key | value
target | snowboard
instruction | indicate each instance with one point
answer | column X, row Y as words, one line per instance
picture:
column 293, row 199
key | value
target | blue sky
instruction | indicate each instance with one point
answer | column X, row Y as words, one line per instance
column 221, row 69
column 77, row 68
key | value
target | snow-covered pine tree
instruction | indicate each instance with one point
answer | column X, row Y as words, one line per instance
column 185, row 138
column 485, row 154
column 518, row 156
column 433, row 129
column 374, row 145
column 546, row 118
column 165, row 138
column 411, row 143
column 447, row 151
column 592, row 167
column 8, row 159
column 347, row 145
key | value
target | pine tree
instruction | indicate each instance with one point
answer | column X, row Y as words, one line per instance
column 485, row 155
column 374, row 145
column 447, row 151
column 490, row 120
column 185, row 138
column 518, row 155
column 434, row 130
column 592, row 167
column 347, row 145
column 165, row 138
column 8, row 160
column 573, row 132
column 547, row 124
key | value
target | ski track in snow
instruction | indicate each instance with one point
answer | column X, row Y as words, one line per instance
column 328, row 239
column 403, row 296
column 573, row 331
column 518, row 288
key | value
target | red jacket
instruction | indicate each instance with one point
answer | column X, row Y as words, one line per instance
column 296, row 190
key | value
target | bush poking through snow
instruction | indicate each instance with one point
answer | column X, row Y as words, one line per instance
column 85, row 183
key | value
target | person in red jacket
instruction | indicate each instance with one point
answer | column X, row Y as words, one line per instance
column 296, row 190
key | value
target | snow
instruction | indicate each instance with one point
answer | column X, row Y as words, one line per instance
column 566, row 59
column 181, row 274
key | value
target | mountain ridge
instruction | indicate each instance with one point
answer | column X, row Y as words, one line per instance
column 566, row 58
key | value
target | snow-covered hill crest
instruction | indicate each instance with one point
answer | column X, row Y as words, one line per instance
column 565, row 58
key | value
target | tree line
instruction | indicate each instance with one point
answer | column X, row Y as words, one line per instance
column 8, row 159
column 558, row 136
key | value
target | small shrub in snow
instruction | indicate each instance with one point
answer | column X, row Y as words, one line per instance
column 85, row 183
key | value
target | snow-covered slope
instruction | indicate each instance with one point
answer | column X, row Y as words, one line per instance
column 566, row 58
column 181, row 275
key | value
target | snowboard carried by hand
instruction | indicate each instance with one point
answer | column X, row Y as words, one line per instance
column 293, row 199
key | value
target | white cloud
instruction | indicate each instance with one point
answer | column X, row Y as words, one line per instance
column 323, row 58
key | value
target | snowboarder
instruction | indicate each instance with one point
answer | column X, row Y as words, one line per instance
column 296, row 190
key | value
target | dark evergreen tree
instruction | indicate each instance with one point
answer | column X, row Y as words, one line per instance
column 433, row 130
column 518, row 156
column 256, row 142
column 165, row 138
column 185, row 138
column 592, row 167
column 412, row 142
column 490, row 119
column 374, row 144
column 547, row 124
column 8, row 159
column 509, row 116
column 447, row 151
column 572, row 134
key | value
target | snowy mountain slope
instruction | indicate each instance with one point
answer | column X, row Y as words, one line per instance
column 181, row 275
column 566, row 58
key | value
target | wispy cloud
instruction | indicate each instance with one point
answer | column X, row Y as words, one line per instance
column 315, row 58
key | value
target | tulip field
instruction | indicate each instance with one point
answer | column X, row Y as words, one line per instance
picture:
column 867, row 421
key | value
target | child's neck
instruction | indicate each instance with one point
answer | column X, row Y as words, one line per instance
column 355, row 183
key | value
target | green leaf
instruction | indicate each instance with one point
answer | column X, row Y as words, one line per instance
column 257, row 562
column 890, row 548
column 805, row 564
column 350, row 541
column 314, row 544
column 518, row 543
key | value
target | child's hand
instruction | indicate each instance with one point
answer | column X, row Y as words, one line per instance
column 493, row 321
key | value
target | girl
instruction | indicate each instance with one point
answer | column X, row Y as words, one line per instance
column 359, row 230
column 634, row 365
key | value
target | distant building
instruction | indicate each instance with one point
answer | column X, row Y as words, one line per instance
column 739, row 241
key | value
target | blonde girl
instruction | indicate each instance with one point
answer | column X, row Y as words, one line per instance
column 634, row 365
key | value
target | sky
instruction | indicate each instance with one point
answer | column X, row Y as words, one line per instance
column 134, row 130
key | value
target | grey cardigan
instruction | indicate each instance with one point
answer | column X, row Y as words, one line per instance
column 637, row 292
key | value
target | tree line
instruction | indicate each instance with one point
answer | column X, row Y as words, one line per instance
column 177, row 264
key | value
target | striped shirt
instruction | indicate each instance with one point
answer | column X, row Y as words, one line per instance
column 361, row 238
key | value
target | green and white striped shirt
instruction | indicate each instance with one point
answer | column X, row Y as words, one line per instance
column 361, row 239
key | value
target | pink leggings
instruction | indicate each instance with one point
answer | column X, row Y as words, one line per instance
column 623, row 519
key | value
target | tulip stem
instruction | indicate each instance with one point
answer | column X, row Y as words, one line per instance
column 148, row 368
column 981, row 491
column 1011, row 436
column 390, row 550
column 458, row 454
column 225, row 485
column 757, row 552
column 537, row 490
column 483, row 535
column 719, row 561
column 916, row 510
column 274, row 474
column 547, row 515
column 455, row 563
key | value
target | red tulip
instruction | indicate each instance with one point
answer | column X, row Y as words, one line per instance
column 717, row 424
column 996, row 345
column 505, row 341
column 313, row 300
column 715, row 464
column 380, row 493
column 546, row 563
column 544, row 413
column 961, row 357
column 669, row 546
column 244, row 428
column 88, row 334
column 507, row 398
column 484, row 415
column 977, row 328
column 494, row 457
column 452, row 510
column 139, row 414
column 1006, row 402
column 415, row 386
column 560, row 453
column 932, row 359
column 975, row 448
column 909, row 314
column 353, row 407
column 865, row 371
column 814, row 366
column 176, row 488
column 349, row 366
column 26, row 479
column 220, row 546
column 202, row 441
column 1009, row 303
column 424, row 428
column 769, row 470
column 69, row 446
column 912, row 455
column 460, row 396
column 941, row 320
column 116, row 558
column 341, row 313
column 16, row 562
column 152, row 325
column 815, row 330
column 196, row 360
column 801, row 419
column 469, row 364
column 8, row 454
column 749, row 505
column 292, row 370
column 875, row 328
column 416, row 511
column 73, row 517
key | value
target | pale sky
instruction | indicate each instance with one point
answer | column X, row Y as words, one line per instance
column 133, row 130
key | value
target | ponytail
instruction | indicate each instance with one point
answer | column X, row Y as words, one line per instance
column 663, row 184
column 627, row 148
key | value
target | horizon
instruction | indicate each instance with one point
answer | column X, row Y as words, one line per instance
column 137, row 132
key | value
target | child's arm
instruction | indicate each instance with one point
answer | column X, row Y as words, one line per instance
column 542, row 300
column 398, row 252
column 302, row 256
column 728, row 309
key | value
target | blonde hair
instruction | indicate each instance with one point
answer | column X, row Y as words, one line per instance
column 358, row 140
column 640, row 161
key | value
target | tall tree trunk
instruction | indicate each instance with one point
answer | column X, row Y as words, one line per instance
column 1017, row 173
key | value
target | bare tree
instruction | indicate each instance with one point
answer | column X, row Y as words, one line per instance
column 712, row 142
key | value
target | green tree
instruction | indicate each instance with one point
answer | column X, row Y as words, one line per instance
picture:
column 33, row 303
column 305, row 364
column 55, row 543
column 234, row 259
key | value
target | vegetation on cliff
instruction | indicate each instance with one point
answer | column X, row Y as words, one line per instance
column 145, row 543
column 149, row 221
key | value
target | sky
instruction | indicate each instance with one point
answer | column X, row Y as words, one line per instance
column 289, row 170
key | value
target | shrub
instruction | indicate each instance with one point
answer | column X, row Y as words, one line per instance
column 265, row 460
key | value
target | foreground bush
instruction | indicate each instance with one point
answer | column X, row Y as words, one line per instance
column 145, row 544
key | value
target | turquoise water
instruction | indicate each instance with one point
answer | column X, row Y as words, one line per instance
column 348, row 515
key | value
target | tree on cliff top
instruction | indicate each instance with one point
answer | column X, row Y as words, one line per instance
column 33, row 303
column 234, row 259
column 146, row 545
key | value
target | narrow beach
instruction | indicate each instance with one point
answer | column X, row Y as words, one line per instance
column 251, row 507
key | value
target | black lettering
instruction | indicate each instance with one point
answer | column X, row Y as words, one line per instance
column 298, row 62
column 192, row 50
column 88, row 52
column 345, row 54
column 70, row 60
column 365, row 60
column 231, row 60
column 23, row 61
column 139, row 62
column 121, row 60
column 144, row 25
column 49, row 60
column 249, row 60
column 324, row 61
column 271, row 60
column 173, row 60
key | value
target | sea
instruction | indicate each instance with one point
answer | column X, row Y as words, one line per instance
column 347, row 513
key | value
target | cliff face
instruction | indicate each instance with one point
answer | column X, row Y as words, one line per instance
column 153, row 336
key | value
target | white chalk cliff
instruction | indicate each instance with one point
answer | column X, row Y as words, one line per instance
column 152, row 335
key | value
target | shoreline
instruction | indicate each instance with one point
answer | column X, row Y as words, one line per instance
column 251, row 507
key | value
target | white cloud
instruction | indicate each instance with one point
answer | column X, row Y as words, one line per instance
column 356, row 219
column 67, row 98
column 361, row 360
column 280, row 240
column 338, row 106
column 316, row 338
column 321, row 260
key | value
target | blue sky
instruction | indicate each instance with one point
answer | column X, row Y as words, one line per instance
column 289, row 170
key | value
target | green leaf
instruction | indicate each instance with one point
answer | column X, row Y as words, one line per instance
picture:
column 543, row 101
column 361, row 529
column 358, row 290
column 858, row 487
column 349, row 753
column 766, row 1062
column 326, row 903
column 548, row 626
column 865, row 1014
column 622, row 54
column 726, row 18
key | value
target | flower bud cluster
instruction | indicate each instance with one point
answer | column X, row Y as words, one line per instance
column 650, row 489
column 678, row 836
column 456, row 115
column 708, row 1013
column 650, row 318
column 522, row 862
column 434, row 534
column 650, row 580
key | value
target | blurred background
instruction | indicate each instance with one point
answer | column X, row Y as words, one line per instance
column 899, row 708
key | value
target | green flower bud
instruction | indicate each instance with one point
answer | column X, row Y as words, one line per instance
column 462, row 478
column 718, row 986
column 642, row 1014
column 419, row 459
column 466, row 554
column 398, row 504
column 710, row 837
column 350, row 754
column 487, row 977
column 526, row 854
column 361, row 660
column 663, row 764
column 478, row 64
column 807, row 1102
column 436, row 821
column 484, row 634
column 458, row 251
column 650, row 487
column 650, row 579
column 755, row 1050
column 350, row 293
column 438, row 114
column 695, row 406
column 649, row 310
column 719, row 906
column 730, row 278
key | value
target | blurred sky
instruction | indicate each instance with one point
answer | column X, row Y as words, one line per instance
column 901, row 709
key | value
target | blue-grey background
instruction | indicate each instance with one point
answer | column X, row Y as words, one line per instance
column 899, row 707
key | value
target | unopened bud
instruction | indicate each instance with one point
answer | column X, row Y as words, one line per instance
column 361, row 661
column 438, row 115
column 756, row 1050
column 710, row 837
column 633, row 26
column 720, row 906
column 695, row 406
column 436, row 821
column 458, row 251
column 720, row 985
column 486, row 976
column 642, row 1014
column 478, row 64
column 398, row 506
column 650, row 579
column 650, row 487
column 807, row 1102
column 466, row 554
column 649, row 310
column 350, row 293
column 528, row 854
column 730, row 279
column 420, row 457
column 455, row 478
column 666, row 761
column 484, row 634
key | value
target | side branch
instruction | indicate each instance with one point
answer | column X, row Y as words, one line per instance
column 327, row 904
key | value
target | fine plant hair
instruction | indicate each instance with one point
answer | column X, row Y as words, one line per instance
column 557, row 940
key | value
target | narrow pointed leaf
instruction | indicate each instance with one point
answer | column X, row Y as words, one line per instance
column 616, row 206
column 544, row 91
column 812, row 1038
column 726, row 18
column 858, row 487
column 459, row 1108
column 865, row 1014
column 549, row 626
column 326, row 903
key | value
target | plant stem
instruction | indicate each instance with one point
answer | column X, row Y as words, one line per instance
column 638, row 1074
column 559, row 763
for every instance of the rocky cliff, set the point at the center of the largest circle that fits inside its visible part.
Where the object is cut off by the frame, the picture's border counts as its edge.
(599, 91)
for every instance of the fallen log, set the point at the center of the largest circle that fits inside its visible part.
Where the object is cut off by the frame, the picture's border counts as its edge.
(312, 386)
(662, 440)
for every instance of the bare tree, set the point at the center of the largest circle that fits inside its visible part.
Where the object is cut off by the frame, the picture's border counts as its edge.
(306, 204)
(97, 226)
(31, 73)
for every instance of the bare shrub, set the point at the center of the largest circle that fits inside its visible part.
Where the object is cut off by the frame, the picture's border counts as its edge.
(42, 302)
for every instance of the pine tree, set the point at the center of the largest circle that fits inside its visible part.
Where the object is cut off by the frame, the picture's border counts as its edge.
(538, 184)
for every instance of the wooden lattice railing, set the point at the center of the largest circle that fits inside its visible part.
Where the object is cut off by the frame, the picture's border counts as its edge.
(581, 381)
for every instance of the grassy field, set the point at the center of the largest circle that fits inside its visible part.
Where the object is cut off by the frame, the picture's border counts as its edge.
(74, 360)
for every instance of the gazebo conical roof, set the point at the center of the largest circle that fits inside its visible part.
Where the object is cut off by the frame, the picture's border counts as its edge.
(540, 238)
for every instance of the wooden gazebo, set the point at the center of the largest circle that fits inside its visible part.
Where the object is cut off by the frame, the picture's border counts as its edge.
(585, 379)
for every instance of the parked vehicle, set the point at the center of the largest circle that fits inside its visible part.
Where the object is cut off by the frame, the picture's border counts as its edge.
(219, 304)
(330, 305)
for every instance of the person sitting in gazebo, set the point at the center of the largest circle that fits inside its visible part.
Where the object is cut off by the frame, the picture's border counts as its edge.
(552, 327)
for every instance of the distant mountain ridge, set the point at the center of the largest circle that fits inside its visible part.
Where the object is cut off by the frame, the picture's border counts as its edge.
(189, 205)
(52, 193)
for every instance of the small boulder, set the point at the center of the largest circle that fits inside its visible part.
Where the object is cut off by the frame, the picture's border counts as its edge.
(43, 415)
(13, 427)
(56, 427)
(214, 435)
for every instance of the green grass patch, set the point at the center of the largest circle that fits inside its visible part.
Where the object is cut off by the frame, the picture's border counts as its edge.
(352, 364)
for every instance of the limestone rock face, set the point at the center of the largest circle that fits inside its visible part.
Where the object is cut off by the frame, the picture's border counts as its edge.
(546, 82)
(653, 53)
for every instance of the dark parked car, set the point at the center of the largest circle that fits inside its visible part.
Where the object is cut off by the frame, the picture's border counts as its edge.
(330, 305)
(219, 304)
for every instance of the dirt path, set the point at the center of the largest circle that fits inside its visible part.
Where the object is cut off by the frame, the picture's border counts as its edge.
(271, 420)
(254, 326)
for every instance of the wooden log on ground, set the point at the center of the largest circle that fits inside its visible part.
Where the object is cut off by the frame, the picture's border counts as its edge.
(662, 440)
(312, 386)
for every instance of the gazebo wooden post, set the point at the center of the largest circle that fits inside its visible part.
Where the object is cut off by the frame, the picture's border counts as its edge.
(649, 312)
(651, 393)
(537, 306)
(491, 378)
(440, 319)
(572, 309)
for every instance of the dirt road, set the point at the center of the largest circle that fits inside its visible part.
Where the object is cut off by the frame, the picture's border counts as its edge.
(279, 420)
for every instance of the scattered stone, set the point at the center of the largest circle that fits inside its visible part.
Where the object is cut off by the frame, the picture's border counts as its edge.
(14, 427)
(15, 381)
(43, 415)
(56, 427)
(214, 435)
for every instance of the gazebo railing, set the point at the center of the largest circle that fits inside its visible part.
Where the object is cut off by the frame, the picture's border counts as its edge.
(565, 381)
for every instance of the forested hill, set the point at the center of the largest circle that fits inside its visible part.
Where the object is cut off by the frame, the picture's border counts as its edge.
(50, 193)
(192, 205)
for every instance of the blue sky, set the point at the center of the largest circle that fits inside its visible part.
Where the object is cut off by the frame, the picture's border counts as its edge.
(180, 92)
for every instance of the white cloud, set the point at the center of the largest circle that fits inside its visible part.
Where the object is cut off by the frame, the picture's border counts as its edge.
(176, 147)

━━━━━━

• [TASK DIRECTIONS]: Only one thing belongs in the reply: the exact lines of the listing above, from the one with "for every instance of the white" through its last line.

• [ANSWER FOR THIS EXERCISE]:
for every instance of the white cloud, set the point at the center of the largest circle that fits inside its visible part.
Where the object is cut off by the frame, the picture's border counts as its edge.
(176, 147)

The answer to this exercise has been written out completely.